- [To do]:
Exact repetition is the task: copy every entry below.

- [Exercise data]:

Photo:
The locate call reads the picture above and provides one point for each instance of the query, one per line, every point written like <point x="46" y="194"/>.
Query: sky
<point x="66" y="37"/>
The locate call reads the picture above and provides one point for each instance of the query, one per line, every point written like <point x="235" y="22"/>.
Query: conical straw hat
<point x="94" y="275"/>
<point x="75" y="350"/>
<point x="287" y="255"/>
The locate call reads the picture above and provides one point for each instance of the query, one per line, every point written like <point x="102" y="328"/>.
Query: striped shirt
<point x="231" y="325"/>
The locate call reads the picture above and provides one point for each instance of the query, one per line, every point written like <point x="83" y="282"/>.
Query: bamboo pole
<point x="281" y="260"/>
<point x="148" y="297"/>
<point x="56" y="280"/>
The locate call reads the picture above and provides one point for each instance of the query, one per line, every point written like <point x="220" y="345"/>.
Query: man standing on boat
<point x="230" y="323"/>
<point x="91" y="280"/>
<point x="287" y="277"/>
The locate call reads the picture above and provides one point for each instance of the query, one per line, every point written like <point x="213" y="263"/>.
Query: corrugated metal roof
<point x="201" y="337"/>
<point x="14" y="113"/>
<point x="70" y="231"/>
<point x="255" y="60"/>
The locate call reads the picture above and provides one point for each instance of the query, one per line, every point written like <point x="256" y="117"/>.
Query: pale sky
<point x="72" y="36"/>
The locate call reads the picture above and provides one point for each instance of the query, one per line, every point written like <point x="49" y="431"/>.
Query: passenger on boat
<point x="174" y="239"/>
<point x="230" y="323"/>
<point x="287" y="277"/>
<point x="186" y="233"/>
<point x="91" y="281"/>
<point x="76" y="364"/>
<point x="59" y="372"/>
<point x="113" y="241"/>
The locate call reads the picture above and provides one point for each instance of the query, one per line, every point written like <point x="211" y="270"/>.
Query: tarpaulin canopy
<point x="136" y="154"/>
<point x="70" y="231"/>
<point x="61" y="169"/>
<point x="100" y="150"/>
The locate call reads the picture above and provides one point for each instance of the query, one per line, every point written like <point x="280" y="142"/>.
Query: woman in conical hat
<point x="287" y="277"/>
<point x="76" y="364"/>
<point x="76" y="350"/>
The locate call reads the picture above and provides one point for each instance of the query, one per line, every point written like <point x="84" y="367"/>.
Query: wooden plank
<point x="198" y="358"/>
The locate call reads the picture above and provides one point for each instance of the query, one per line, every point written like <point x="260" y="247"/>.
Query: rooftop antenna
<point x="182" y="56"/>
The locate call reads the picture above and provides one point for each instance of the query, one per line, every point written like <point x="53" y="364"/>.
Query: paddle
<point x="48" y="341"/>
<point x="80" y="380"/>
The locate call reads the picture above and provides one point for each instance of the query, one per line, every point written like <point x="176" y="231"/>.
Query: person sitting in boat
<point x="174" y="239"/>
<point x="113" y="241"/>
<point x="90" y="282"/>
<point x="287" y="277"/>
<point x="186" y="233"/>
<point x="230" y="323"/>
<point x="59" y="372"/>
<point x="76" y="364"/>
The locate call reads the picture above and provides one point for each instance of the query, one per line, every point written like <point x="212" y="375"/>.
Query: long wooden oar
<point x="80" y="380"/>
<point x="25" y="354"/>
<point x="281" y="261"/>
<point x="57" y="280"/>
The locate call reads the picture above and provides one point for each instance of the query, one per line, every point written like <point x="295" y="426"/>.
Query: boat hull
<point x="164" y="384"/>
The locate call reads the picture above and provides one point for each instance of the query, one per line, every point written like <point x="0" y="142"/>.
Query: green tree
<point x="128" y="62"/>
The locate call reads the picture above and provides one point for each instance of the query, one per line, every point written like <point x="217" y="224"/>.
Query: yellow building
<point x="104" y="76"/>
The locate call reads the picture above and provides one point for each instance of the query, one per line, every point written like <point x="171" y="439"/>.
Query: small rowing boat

- [Solution for this problem]:
Photo:
The locate call reads the picture above and provides one point for each instance of the query, one per line, every point written like <point x="46" y="194"/>.
Query: sky
<point x="66" y="37"/>
The locate call reads the picture above and provides one point for each instance of the query, one per line, every point written like <point x="235" y="22"/>.
Query: conical straw hat
<point x="94" y="275"/>
<point x="75" y="350"/>
<point x="287" y="255"/>
The locate call reads the picture above and provides one point for each instance of the query, one per line, every point written like <point x="102" y="328"/>.
Query: striped shirt
<point x="231" y="325"/>
The locate call reads the picture above and provides one point for each instance of the query, one per line, every point written like <point x="83" y="282"/>.
Query: bamboo pole
<point x="281" y="260"/>
<point x="148" y="297"/>
<point x="56" y="280"/>
The locate call reads the picture above and provides one point for each instance of the query, one per line, every point written like <point x="220" y="345"/>.
Query: man standing on boat
<point x="230" y="323"/>
<point x="91" y="280"/>
<point x="287" y="277"/>
The locate call reads the picture above and provides one point for each instance of the query, one per line, every point written like <point x="213" y="263"/>.
Query: corrugated metal roof
<point x="201" y="337"/>
<point x="14" y="113"/>
<point x="70" y="231"/>
<point x="255" y="60"/>
The locate call reads the picture above and provides one point for each instance of the query, one per line, every point written like <point x="256" y="117"/>.
Query: pale sky
<point x="72" y="36"/>
The locate call reads the picture above and provides one point for each instance of the query, one per line, every point written like <point x="49" y="431"/>.
Query: passenger on boat
<point x="174" y="239"/>
<point x="230" y="323"/>
<point x="287" y="277"/>
<point x="186" y="233"/>
<point x="91" y="281"/>
<point x="76" y="364"/>
<point x="59" y="372"/>
<point x="113" y="241"/>
The locate call reads the picture above and provides one point for each instance of the query, one per line, every point written like <point x="211" y="270"/>.
Query: tarpaulin canopy
<point x="136" y="154"/>
<point x="70" y="231"/>
<point x="61" y="169"/>
<point x="100" y="150"/>
The locate call reads the picture above and provides one point for each instance of the query, one per line, every point written like <point x="280" y="142"/>.
Query: woman in conical hat
<point x="287" y="277"/>
<point x="76" y="364"/>
<point x="76" y="350"/>
The locate call reads the picture above and provides one point for each instance of the query, one per line, every point written like <point x="84" y="367"/>.
Query: wooden plank
<point x="198" y="358"/>
The locate call reads the picture above and provides one point for each instance of the query, one per line, every point written like <point x="260" y="247"/>.
Query: rooftop antenna
<point x="182" y="56"/>
The locate call reads the picture above and provides one point for each instance of the query, one per line, every point written like <point x="53" y="364"/>.
Query: paddle
<point x="48" y="341"/>
<point x="80" y="380"/>
The locate call reads the picture above and provides one point for each instance of the query, one per line, every point written like <point x="176" y="231"/>.
Query: person sitting in boat
<point x="174" y="239"/>
<point x="113" y="241"/>
<point x="90" y="282"/>
<point x="287" y="277"/>
<point x="186" y="233"/>
<point x="230" y="323"/>
<point x="59" y="372"/>
<point x="76" y="364"/>
The locate call reads the picture above and provides one point for each instance of the query, one per line, every point written like <point x="212" y="375"/>.
Query: long wooden oar
<point x="80" y="380"/>
<point x="25" y="354"/>
<point x="281" y="261"/>
<point x="57" y="280"/>
The locate call reads the picture above and provides one point for each instance of the query, one per line, every point written like <point x="295" y="426"/>.
Query: boat hull
<point x="164" y="384"/>
The locate call reads the picture above and provides one point for each instance of the query, one per line, every point written like <point x="0" y="142"/>.
Query: green tree
<point x="128" y="62"/>
The locate call reads the picture above and provides one point for each instance of the query, one per line, every point written like <point x="217" y="224"/>.
Query: yellow building
<point x="104" y="76"/>
The locate call reads the picture above and provides one point for each instance of the query, one per line, every point written like <point x="171" y="439"/>.
Query: small rowing boat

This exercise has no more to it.